YOUR ASSIGNMENT -
Without the images, repeat every line of the listing verbatim.
*-*-*
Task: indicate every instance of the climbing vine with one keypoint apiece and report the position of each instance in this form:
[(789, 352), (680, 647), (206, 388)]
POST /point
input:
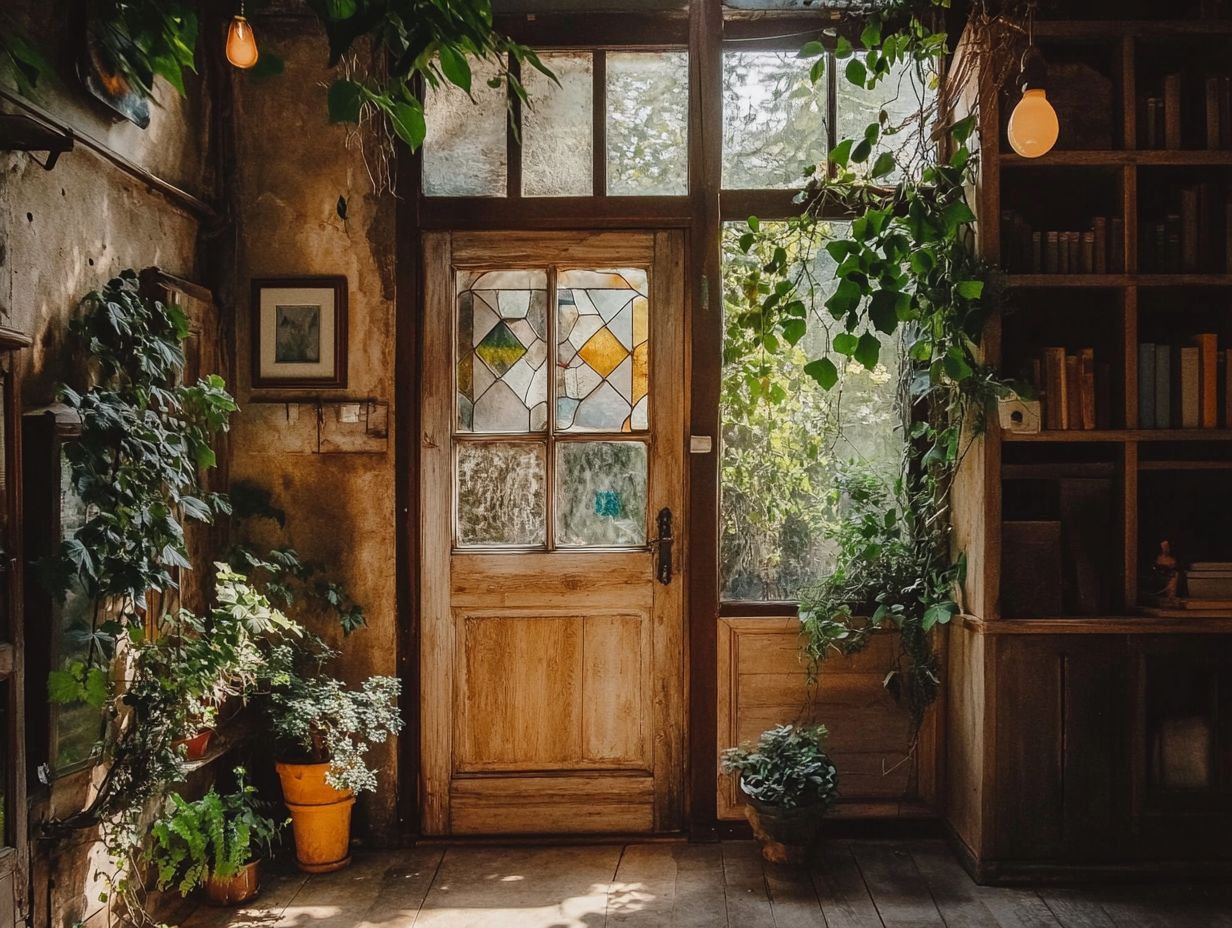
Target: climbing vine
[(907, 280)]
*-*-*
SOLUTION BELOW -
Task: indicate every instance of the climbing vine with one keypoint apiece and report the position of each instance in this form:
[(789, 352), (680, 647), (206, 388)]
POST /point
input:
Target: climbing vine
[(907, 280)]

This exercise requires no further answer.